Segment Open

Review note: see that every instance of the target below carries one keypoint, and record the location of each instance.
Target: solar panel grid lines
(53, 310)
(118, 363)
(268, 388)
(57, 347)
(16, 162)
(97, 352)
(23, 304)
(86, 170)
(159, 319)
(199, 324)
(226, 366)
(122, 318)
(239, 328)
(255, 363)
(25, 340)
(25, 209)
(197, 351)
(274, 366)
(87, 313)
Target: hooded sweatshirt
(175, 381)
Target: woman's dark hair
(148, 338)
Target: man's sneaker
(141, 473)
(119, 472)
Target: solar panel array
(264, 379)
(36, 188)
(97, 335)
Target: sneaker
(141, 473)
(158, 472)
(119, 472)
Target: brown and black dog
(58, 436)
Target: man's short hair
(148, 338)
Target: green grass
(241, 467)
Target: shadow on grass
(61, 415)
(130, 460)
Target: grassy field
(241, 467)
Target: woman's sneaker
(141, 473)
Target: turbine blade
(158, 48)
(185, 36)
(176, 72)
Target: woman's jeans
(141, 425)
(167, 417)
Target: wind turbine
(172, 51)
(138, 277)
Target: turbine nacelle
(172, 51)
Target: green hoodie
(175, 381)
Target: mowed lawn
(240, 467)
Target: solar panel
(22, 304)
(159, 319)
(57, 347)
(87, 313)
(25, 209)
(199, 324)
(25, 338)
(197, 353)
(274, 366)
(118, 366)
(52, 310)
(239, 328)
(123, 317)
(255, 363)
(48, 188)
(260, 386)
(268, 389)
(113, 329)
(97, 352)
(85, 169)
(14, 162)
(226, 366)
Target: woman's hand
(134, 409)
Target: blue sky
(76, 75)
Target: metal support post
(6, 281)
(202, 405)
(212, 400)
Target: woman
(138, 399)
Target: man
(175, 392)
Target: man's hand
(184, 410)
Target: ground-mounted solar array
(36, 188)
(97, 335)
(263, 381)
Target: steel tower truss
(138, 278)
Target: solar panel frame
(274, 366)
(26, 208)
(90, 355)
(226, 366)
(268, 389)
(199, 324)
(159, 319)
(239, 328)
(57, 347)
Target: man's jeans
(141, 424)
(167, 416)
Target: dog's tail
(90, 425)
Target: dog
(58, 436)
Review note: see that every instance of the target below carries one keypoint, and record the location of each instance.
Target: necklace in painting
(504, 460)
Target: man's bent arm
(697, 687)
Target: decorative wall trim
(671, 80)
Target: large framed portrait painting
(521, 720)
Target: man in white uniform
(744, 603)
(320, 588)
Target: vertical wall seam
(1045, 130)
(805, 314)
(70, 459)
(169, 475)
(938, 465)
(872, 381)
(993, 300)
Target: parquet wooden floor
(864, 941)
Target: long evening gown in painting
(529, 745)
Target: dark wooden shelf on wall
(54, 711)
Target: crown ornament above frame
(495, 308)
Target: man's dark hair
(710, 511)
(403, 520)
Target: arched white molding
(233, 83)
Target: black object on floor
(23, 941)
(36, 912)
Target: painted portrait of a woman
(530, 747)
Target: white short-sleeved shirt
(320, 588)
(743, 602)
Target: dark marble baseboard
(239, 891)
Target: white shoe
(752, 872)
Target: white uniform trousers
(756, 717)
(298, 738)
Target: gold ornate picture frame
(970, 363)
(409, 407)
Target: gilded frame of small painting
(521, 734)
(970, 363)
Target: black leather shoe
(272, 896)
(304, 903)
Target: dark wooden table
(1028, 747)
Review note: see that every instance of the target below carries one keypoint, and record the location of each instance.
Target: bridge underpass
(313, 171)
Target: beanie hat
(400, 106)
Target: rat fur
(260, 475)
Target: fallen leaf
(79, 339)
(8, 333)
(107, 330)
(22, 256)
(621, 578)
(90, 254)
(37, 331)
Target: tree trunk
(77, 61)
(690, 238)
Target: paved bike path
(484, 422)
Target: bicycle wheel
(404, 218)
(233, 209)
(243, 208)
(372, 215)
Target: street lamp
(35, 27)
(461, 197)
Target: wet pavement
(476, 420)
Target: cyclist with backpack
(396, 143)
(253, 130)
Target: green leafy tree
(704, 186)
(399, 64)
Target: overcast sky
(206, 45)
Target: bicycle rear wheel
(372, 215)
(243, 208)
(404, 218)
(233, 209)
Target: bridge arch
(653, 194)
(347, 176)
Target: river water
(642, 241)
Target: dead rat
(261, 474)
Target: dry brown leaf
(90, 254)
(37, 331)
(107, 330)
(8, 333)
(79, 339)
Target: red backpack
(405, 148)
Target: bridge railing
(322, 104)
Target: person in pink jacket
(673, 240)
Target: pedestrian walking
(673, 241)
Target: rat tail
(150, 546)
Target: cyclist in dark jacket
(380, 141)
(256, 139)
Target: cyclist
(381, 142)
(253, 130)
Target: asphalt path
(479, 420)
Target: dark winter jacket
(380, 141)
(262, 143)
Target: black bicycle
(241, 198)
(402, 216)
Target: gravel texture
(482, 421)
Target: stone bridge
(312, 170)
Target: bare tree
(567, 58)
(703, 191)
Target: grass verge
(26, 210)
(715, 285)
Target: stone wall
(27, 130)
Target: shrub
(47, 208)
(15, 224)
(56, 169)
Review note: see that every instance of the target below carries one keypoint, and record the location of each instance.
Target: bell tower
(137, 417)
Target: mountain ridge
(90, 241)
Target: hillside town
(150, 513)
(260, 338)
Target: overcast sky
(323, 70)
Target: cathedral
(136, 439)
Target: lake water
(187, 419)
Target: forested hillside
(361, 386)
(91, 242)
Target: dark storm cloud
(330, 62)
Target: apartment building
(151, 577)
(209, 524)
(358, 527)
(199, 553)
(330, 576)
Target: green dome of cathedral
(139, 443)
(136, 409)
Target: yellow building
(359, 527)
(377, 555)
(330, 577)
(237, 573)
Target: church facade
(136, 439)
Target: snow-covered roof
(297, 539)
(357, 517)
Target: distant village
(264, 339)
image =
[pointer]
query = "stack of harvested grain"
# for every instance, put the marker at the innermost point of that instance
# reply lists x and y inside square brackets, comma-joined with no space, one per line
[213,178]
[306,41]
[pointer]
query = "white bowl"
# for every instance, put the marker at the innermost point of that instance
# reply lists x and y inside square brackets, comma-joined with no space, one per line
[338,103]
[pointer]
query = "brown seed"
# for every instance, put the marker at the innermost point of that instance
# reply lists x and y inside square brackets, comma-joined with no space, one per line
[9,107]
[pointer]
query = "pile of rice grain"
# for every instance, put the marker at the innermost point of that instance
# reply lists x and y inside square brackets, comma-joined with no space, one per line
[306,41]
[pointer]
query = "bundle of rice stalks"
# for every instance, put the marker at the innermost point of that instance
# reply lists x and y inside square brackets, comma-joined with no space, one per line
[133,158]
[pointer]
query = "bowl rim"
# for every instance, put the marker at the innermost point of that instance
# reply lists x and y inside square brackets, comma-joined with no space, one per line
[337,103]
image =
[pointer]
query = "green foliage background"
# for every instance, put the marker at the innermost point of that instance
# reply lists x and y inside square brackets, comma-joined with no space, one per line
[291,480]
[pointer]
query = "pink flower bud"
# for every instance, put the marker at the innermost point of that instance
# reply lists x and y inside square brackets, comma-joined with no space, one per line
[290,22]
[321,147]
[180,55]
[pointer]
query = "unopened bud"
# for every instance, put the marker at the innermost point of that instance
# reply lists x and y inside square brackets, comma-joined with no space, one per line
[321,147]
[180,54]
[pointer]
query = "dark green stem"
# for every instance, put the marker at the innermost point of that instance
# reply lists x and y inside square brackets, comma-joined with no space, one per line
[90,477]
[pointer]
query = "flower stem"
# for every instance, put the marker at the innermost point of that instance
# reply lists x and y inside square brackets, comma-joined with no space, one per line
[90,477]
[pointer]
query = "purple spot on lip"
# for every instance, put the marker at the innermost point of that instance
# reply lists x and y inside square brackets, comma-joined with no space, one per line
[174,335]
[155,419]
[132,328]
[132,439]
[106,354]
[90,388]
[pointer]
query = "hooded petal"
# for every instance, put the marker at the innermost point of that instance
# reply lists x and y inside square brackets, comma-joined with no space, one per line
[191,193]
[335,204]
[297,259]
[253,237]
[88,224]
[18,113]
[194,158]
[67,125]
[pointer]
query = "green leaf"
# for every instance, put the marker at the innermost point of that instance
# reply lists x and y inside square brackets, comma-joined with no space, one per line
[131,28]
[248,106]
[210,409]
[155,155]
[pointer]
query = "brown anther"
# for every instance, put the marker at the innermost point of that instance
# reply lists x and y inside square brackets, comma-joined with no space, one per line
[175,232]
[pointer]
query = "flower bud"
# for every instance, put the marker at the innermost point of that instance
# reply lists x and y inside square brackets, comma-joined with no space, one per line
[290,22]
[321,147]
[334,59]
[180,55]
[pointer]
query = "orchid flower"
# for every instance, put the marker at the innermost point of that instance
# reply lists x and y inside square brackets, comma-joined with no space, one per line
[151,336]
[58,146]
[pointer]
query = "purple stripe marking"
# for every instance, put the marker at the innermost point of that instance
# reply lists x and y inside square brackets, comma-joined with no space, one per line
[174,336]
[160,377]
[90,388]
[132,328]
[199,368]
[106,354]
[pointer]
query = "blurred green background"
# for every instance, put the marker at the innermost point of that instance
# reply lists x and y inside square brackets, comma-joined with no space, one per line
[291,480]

Segment Closed

Among the records above, count the lines that include the word "stem" and state the number by itself.

* [The answer]:
2